+++ DOCUMENT SECTION +++

The recognition that our world is firmly segregated alongside lines of disparate economic development has been the starting point of the complex sociological field of development studies. It was American president Truman who, in his second inauguration speech in 1949, spoke of an ‘underdeveloped’ world that needed to be helped and lifted out of unfavourable living conditions (Dodds et al., 2002: p3). Development was from then on always, though to widely varying extents, embedded, aligned, or equated with economic development. The industrial revolution that had kick-started a far-reaching process of economic growth in Europe and the nowadays ‘developed’ world was considered a model path which – more or less – needed to be replicated in order to achieve similar developments. Within this framework, the financial sector gained a crucial importance. While scholars still hold different views on the gravity of a financial sector for economic development, its role in Western Europe’s and North America’s industrialisation cannot be underestimated, bearing implications for present development debates. In how far does the structure of the banking sector in developing countries tell us about their strategy for fostering economic development; and, are special responses needed for making credit and deposit more widely available to people in less developed economies?

+++ RECORDS SHOWN +++

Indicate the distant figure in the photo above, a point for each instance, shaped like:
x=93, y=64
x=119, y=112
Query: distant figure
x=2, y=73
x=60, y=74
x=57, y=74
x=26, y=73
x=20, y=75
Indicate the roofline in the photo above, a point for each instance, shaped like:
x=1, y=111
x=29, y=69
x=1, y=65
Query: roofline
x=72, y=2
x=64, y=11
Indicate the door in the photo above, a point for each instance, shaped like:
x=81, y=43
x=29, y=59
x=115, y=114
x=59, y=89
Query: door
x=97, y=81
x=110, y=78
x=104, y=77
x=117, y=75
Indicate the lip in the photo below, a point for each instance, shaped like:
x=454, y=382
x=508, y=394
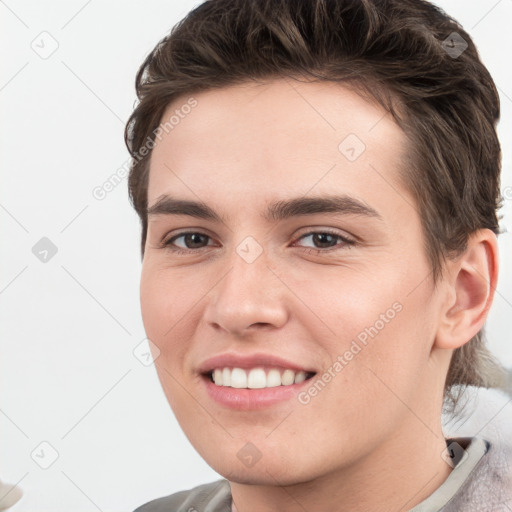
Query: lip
x=250, y=399
x=246, y=361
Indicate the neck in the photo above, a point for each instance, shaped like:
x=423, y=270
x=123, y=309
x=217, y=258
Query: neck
x=401, y=473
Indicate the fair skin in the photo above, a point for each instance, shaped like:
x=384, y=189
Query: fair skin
x=371, y=439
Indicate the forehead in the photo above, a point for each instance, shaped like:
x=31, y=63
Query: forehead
x=271, y=137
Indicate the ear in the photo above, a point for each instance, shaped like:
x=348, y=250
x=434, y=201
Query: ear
x=470, y=284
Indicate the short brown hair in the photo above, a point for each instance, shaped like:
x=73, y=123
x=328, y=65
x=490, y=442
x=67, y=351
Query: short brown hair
x=408, y=55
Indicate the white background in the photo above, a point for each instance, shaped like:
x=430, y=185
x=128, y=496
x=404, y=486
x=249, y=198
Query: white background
x=68, y=374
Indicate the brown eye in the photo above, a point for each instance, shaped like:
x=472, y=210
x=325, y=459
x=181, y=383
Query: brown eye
x=191, y=240
x=326, y=240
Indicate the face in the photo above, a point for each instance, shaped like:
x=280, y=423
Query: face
x=299, y=283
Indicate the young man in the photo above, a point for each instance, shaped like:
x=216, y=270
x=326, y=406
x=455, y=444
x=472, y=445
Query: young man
x=318, y=184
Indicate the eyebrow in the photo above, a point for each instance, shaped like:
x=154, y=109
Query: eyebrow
x=276, y=211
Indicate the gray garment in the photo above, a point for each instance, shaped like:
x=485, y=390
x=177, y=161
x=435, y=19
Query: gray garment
x=481, y=481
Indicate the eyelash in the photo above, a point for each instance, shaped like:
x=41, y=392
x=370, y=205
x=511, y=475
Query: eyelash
x=347, y=242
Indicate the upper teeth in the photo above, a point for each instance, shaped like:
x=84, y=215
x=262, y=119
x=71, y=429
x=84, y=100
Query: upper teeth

+++

**REQUIRED ACTIONS**.
(a) In the passage on development studies, in what year did Truman give the speech in which he spoke of an "underdeveloped" world?
(b) Can you rewrite the paragraph of the development studies passage that begins "The recognition that our world is firmly segregated" more briefly, keeping its main facts?
(c) Could you pick up the development studies passage after its last sentence and continue it?

**RESULTS IN ORDER**.
(a) 1949, in his second inauguration speech.

(b) Development studies began from the recognition that the world is divided by unequal economic development. In his second inauguration speech in 1949, U.S. President Truman described an "underdeveloped" world that needed help. Since then, development has been tied, to varying degrees, to economic development. The industrial revolution that drove growth in Europe and today's "developed" world was treated as a path to replicate, which gave the financial sector crucial importance. Scholars disagree on how much that sector matters, but its role in Western European and North American industrialization carries implications for current development debates. This raises two questions: what the structure of banking in developing countries reveals about their strategy for economic development, and whether special measures are needed to make credit and deposits more widely available in less developed economies.

(c)
This essay will first try to highlight theoretically the central role of a banking sector (or financial sector as a whole) for economic development. By providing a brief overview over the role banks play in developed countries, this paper will contrast these conditions with realities in ‘less developed countries’ (LDCs). Here, generally speaking, a different banking sector prevails; implying different rules and modalities for conducting savings and investment. Development banks have been of special importance when analysing the banking sector in LDCs. While pointing at the historical role development banks have played throughout the industrialisation in today’s rich countries, this paper will contrast the historical experience with development banks today. Special light will be shed on agricultural land banks, state-owned development banks, and multilateral development banks. By providing some case-studies and examples of these ‘different’, mostly non-commercial banks, this paper will also try to show their limitations. Developmental banks can only be as successful as sincere the aims and motivations of the government and other surrounding institutions are. Unfortunately, poor legal standards, weak accounting systems and a multitude of other shortcomings have prevented a universal success of these undertakings. However special the conditions in developing countries appear to be, effects of ongoing financial liberalisation and harmonisation efforts bear fruit. More and more foreign commercial banks move into LDCs, and not only into promising emerging markets, or newly-industrialising countries, but also into low-income countries. Are these commercial banks a viable alternative to developmental banks?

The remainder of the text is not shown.